*** LISTED ENTRIES ***
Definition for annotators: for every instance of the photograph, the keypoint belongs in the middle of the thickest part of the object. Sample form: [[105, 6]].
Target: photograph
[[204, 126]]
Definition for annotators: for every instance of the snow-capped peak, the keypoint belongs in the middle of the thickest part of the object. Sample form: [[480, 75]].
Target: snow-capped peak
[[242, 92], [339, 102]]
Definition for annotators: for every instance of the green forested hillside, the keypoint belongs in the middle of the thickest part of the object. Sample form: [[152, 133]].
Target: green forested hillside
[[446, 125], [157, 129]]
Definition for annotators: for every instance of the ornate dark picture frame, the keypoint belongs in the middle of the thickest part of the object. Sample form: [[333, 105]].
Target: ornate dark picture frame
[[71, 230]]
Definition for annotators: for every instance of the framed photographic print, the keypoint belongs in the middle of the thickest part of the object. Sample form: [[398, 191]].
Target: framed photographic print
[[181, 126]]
*** End of LISTED ENTRIES ***
*** LISTED ENTRIES ***
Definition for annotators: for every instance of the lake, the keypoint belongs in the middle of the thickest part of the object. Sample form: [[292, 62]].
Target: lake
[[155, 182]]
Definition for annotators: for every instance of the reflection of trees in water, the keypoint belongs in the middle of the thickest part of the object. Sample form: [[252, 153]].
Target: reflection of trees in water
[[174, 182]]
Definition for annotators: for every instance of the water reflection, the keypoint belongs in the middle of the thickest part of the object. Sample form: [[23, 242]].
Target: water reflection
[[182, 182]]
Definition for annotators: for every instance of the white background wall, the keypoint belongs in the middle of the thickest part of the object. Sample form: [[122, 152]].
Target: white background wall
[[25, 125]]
*** End of LISTED ENTRIES ***
*** LISTED ENTRIES ***
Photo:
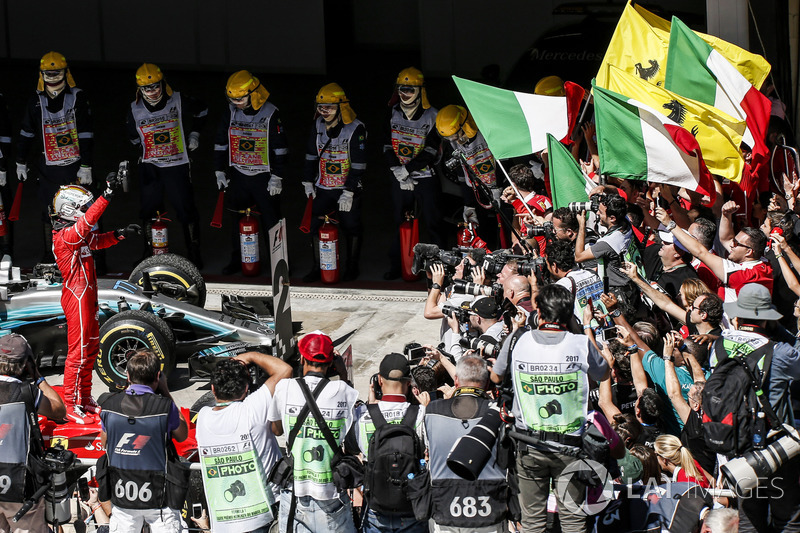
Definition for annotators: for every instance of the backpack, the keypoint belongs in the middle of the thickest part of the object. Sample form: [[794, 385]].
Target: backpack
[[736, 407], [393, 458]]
*** End of LISTED ENTRIES ***
Begin at the line that has "form: [[105, 6]]." in the entries above; stop after the line that has "Definition for annotators: for every instance of the green". Transcribe exactly those lines and no others.

• RESPONSE AREA
Definition for annotators: for every instance of the photograph, the keypoint belongs in the middle of the thickest part of the object. Sample form: [[105, 6]].
Target: photograph
[[204, 126]]
Definition for annotators: for every instance of the snow-capped peak, the keypoint belongs in the middle of the thickest part of the object. Sample form: [[480, 75]].
Target: snow-capped peak
[[242, 92], [339, 102]]
Definition for annotators: for every instance of the green forested hillside, the keypoint belongs in the middle of the thickest part of the object. Sample form: [[152, 133]].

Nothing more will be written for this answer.